*Dataset rows*:

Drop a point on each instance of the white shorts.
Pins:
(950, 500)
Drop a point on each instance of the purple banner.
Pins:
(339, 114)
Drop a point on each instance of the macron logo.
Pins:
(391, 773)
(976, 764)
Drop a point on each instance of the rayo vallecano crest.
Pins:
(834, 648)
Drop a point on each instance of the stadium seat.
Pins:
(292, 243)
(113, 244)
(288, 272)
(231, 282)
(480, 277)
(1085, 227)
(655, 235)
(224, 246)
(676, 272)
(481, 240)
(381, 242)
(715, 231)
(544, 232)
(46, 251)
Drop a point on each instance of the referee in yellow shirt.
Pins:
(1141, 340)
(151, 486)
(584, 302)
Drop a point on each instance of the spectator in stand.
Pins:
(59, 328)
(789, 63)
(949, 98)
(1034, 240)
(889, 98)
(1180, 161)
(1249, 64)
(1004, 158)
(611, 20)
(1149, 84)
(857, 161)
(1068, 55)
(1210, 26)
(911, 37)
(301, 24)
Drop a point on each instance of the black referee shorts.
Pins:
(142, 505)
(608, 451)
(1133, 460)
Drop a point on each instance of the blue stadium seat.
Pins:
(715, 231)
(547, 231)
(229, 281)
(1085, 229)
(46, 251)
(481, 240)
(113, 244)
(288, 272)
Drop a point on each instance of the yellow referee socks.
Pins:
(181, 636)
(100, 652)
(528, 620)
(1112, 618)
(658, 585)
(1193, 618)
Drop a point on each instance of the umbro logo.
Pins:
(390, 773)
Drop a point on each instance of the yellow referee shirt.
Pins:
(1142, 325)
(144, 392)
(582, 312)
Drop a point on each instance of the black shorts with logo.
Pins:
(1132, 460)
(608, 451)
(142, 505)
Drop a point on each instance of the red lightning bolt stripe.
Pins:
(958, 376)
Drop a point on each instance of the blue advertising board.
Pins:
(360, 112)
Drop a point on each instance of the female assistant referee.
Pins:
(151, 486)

*Exercise prompt*: Copy, unchanged, everything from the line containing "Drop a point on each instance of the umbro" down to the end of the rows, including both that line and the last one.

*Correct result*:
Drop a point on each instance of the umbro logo.
Pins:
(390, 773)
Drop a point on each instance of the yellow referee shirt.
Pins:
(1142, 325)
(144, 392)
(582, 312)
Drop a point on each instance of the black shorts with logo.
Pins:
(1132, 460)
(608, 451)
(142, 505)
Drop a point on each instance of the red lightning bolt stripe.
Pins:
(958, 376)
Drop a point on each instance of the blue advertising board.
Pins:
(360, 112)
Drop a point on each instance of the female assistant referee.
Pins:
(151, 486)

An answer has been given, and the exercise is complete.